▶ AIM OF THE TASK
Can you transcribe the article below about medical device makers, unclaimed bodies and synthetic alternatives, word for word and in full?

[TEXT PROVIDED]

NBC News surveyed the 15 largest medical device makers and found that just two others — Johnson & Johnson and Medtronic — said they have policies against using unclaimed bodies for research or training. Fresenius Medical Care said it did not use bodies. The rest said they did not have a policy, did not respond or did not give a clear answer to NBC News’ questions.

Some companies and medical schools have switched from using bodies to alternatives like augmented and virtual reality, highly detailed interactive digital tables and lifelike synthetic models. These options have a number of advantages: They are reusable; they lack chemical preservatives that can be dangerous for students; and they come free of ethical issues. 

SynDaver is a company that sells human replicas made of silicone or synthetic tissue for up to $200,000 each. Calisse Revilla, the company’s sales director, said one goal is to reduce the demand for corpses and disrupt “bad actors” who do not treat human remains with respect. “That is something that we are trying to combat,” she said.

SynDaver's products include synthetic models of a human heart, a full body and intestines. Jeff Brown

SynDaver provides models to companies that include Boston Scientific, Johnson & Johnson and Medtronic, a representative said. 

Still, no one — including Revilla — thinks the digital and synthetic alternatives will fully supplant the need for human specimens anytime soon. Doctors still will need to practice sawing into bone and suturing muscles. Each human is uniquely shaped, and that variability is key to teaching medical professionals the range of what to expect. 

“Any kind of hesitation or inexperience can really cost someone their life,” said Corinne Bell, executive director of the Anatomy Gifts Registry, a nonprofit body donation organization.

[/TEXT PROVIDED]
[EXERCISE DATA]

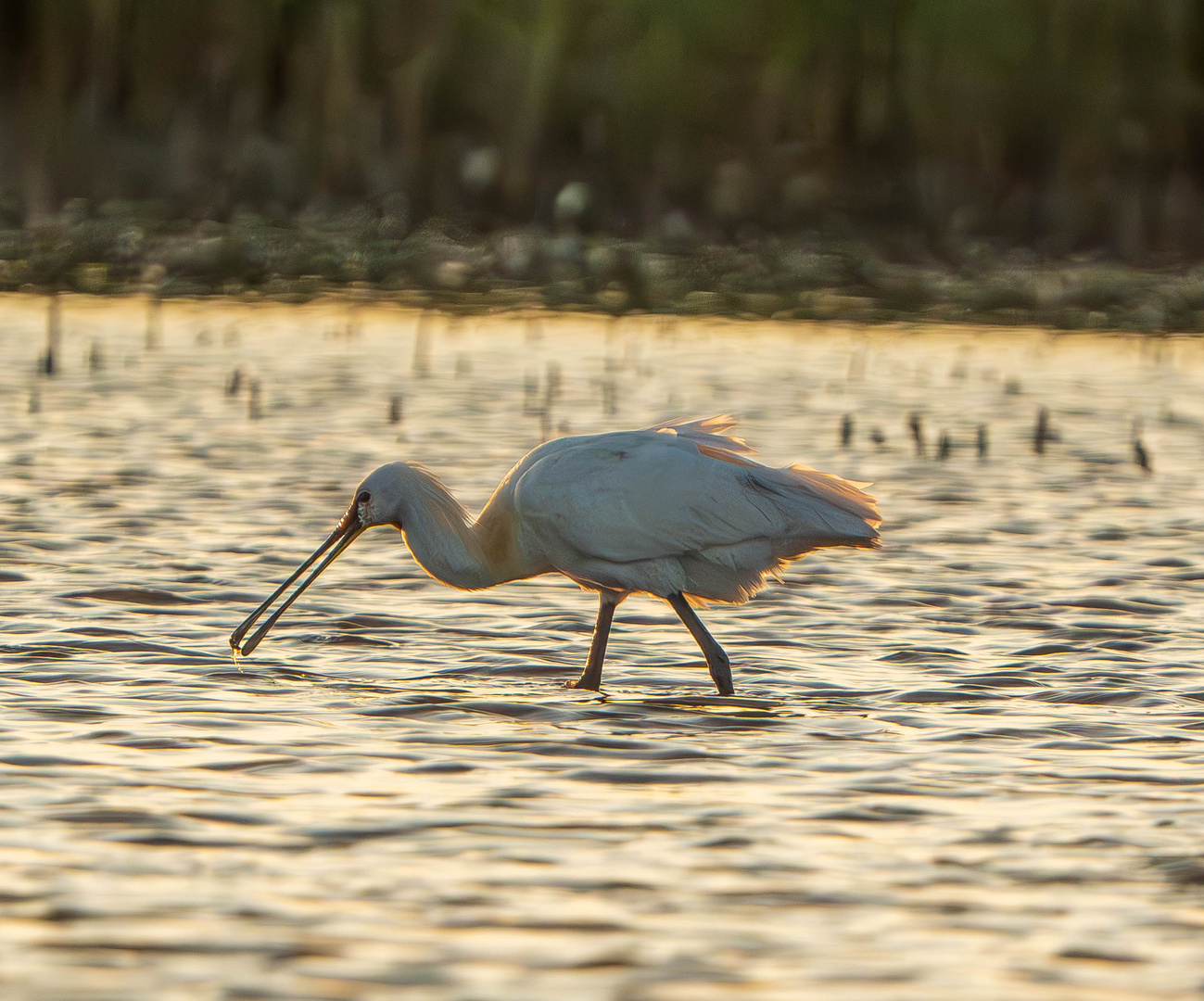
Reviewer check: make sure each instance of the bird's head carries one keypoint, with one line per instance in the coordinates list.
(381, 499)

[/EXERCISE DATA]

▶ ANSWER
NBC News surveyed the 15 largest medical device makers and found that just two others — Johnson & Johnson and Medtronic — said they have policies against using unclaimed bodies for research or training. Fresenius Medical Care said it did not use bodies. The rest said they did not have a policy, did not respond or did not give a clear answer to NBC News’ questions.

Some companies and medical schools have switched from using bodies to alternatives like augmented and virtual reality, highly detailed interactive digital tables and lifelike synthetic models. These options have a number of advantages: They are reusable; they lack chemical preservatives that can be dangerous for students; and they come free of ethical issues. 

SynDaver is a company that sells human replicas made of silicone or synthetic tissue for up to $200,000 each. Calisse Revilla, the company’s sales director, said one goal is to reduce the demand for corpses and disrupt “bad actors” who do not treat human remains with respect. “That is something that we are trying to combat,” she said.

SynDaver's products include synthetic models of a human heart, a full body and intestines. Jeff Brown

SynDaver provides models to companies that include Boston Scientific, Johnson & Johnson and Medtronic, a representative said. 

Still, no one — including Revilla — thinks the digital and synthetic alternatives will fully supplant the need for human specimens anytime soon. Doctors still will need to practice sawing into bone and suturing muscles. Each human is uniquely shaped, and that variability is key to teaching medical professionals the range of what to expect. 

“Any kind of hesitation or inexperience can really cost someone their life,” said Corinne Bell, executive director of the Anatomy Gifts Registry, a nonprofit body donation organization.